The exercise - Please format the rows as a numbered list, from the very first line through the line containing "M 74 4 L 0 3", skipping blank lines and leaving out the picture.

Exercise materials -
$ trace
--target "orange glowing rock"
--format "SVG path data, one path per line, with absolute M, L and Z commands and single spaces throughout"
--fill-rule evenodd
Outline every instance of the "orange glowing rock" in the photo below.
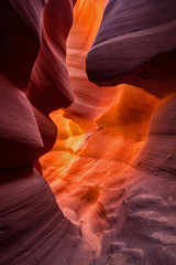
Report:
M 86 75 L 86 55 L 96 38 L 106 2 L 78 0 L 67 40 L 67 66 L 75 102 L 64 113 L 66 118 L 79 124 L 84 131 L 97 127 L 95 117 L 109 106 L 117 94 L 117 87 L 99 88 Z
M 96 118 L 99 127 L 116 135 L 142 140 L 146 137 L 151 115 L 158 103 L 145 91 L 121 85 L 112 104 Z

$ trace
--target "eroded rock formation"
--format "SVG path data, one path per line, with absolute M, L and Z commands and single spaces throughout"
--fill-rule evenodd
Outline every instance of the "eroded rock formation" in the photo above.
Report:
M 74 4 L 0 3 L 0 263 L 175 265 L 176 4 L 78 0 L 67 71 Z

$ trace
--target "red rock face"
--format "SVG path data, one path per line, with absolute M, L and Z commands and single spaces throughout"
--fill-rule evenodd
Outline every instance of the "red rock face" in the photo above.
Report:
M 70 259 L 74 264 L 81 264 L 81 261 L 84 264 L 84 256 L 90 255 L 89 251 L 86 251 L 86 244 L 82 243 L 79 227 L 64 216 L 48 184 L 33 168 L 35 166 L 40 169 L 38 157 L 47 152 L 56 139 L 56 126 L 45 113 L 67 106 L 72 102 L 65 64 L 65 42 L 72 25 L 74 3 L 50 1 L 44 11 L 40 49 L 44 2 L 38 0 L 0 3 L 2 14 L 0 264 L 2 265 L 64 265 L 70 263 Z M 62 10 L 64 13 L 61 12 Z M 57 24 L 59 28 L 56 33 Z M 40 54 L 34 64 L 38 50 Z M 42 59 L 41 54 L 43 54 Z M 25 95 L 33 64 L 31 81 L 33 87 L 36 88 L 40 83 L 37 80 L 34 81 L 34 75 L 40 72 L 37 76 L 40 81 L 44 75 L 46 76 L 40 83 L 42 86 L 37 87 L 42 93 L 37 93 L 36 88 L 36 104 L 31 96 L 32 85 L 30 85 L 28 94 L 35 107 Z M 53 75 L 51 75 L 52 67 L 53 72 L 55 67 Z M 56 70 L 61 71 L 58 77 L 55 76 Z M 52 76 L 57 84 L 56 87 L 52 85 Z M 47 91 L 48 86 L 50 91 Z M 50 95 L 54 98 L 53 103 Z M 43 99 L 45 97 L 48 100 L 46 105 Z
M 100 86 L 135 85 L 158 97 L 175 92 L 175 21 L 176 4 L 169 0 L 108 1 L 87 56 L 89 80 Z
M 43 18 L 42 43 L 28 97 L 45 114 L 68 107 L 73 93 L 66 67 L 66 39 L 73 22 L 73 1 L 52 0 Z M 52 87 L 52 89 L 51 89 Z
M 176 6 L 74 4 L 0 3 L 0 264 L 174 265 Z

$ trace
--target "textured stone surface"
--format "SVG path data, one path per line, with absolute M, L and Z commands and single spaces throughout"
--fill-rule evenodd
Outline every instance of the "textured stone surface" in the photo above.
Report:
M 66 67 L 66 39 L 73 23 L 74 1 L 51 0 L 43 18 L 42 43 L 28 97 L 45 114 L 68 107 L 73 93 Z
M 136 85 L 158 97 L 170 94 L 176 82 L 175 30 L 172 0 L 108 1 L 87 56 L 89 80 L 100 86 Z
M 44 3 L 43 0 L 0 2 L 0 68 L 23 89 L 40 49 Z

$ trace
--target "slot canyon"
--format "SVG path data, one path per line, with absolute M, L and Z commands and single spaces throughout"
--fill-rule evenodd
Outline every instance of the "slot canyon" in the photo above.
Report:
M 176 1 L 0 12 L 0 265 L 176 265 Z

Result for this task -
1. $ trace
2. --target "orange glowing rock"
3. --format "SVG path data, one path per line, with absolute M, L and Z commands and single spaces throughout"
4. --fill-rule evenodd
5. Outline every instance of the "orange glowing rock" in the photo below.
6. Report:
7. M 86 75 L 86 55 L 96 38 L 106 2 L 78 0 L 67 40 L 67 66 L 75 102 L 64 113 L 66 118 L 79 124 L 84 131 L 97 127 L 95 117 L 109 106 L 117 94 L 117 87 L 99 88 Z
8. M 96 118 L 99 127 L 116 135 L 142 140 L 146 137 L 151 115 L 158 103 L 145 91 L 121 85 L 112 104 Z
9. $ trace
10. --target "eroded rock formation"
11. --format "SVG path data, one path per line, with absolute M, L and Z commands and single spaces throughout"
12. --fill-rule evenodd
13. Outline every instance of the "eroded rock formation" in the photo above.
14. Report:
15. M 74 4 L 0 3 L 0 263 L 175 265 L 176 4 L 78 0 L 67 71 Z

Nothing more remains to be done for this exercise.